— Aim of the task —
Reproduce word for word the part of the mlx-lattice installation guide that begins at the words "uv sync --group" and stops after the words "print(lattice.__version__)".

— Extract provided —

----------

Installation¶

mlx-lattice is designed for MLX workflows, so the most common target is Apple Silicon with a recent Python and an MLX build that supports the local device. The package also contains CPU routes for supported operators. CPU routes are useful for development and correctness checks, but the performance-oriented paths are Metal-oriented.

Installing from a checkout¶

The repository uses uv for dependency management. From a fresh checkout, install the project in editable mode with the default dependency set:

uv sync

For documentation work, include the docs dependency group:

uv sync --group docs

The native extension is part of the package. If you change native sources, use a normal editable rebuild path rather than assuming Python import reload is enough. MLX extension loading happens at import time, and stale build artifacts can otherwise make a local run appear inconsistent with the source tree.

Verifying the install¶

The smallest smoke check is importing the package and asking the native layer for backend metadata:

import mlx_lattice as lattice

print(lattice.__version__)
print(lattice.backend_info())

backend_info is diagnostic. It can tell you which native version and capability metadata are visible, but it is not a route-selection API. Sparse operations still select their implementation from the active MLX device, the sparse relation, the dtype, and the available native kernels.

Choosing CPU or Metal during development¶

Device selection follows MLX conventions. mlx-lattice does not ask users to call conv3d_metal or conv3d_cpu. You set or use the MLX device context, then call the public operation. The sparse operator builds or reuses the relation it needs and dispatches through the native layer.

This distinction matters when reading benchmarks or debugging performance:

choosing Metal is a device decision;
choosing a specialized convolution kernel is an implementation decision;
choosing a quantized route requires passing a packed mlx_lattice.core.QuantizedWeight rather than a floating weight array;
choosing a value-aligned sparse algebra join is a semantic decision made by the user.

Development checks¶

Run the focused check that matches your change first, then run broader checks before handing work off:

uv run ty check
uv run --no-sync pytest
uv run --no-sync prek run --all-files

Documentation builds use Sphinx and are kept warning-free:

uv run --group docs sphinx-build -W -b html docs docs/_build/html

If you see a native packaging message during a docs build, check the exit code before treating it as a documentation failure. The docs gate is the Sphinx command returning success with warnings treated as errors.

----------

— Supplied data —

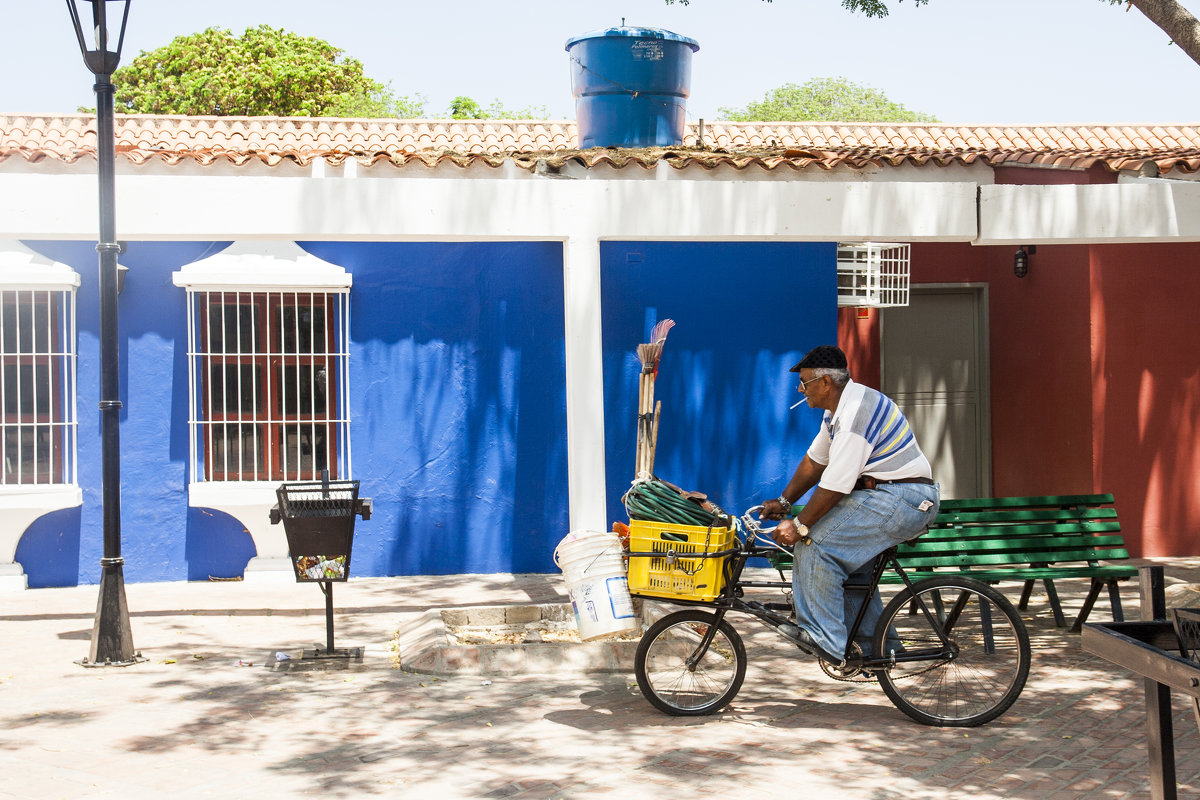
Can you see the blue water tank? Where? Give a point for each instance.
(630, 86)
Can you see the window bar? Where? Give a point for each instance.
(193, 425)
(213, 401)
(343, 346)
(39, 355)
(324, 350)
(5, 389)
(21, 392)
(313, 348)
(239, 364)
(70, 348)
(299, 395)
(280, 431)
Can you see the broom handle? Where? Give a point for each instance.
(654, 435)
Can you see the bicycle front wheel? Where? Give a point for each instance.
(681, 677)
(970, 678)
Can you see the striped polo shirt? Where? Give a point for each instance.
(867, 434)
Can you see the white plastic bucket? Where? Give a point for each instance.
(594, 569)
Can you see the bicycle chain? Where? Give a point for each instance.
(861, 677)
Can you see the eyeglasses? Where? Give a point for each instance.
(804, 384)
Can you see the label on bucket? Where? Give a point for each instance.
(619, 599)
(647, 49)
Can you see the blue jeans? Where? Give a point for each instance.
(845, 542)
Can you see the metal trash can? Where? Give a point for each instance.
(318, 522)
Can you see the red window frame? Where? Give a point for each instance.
(48, 465)
(258, 415)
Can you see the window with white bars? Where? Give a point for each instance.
(37, 386)
(268, 372)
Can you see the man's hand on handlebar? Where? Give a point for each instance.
(774, 510)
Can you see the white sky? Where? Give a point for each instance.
(965, 61)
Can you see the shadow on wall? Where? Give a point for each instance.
(49, 552)
(217, 546)
(744, 314)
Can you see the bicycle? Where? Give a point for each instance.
(948, 650)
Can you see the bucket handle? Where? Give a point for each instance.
(555, 555)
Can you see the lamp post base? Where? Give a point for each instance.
(112, 638)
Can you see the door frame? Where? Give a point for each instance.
(983, 350)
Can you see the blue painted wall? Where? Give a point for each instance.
(744, 314)
(459, 416)
(162, 539)
(457, 404)
(457, 398)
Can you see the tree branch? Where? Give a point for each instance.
(1176, 22)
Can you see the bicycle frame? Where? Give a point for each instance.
(731, 599)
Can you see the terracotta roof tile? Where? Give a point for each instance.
(741, 145)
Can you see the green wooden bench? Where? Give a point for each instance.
(1026, 539)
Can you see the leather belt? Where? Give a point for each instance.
(869, 482)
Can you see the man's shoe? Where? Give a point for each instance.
(803, 639)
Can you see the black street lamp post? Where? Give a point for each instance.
(112, 641)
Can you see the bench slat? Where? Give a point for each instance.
(960, 518)
(1030, 543)
(1059, 500)
(1001, 531)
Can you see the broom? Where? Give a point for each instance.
(649, 354)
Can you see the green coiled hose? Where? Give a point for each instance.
(659, 501)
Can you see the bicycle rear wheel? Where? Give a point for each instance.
(676, 678)
(972, 680)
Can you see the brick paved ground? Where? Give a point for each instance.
(190, 721)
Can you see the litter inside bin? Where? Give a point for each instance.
(322, 567)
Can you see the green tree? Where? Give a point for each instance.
(379, 103)
(465, 108)
(1171, 17)
(825, 98)
(262, 72)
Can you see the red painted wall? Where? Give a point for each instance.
(1038, 349)
(1146, 370)
(1095, 376)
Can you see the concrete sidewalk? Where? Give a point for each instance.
(191, 721)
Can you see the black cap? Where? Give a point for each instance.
(823, 356)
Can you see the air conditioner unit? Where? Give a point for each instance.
(873, 275)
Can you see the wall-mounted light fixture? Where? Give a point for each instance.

----------

— Exercise response —
uv sync --group docs

The native extension is part of the package. If you change native sources, use a normal editable rebuild path rather than assuming Python import reload is enough. MLX extension loading happens at import time, and stale build artifacts can otherwise make a local run appear inconsistent with the source tree.

Verifying the install¶

The smallest smoke check is importing the package and asking the native layer for backend metadata:

import mlx_lattice as lattice

print(lattice.__version__)